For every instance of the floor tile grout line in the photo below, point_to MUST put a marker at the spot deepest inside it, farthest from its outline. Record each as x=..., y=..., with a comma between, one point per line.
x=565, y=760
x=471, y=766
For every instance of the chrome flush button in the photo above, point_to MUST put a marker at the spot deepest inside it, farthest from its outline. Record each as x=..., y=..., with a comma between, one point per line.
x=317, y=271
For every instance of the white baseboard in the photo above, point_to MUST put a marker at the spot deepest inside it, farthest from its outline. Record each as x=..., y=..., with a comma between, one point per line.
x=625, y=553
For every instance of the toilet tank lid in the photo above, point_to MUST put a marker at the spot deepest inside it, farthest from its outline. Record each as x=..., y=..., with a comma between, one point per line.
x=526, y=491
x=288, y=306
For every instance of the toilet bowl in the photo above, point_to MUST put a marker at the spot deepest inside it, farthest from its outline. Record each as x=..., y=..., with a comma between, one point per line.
● ● ● ●
What this task involves ->
Transcribe all of the material above line for line, without altering any character and keeping its original order.

Expected answer ->
For every instance of the floor tile grout line in the photo below, point_to MUST put a marker at the spot deepest inside it, farthest from its outline. Record each as x=..., y=..., with a comma between, one point per line.
x=565, y=760
x=471, y=766
For every instance of the chrome flush button in the photo above, point_to MUST put a marker at the spot deepest inside it, farthest from its outline. Record each as x=..., y=..., with a comma between, one point per line.
x=317, y=271
For every instance of the white baseboard in the photo above, point_to MUST put a marker at the spot deepest inside it, farthest from its outline. Record each as x=..., y=..., with a comma between, one point per line.
x=625, y=553
For every instance of the toilet tank lid in the photo above, point_to MUST put a marker at the spot deepest inside it, farthest from its outline. Record each as x=..., y=..., with a comma between, one point per line.
x=526, y=491
x=288, y=306
For every instance of the toilet bowl in the photo above, point_to MUST put a marker at the spot deepest inside it, farthest from its outline. Record each as x=..., y=..., with a comma between, one point per line.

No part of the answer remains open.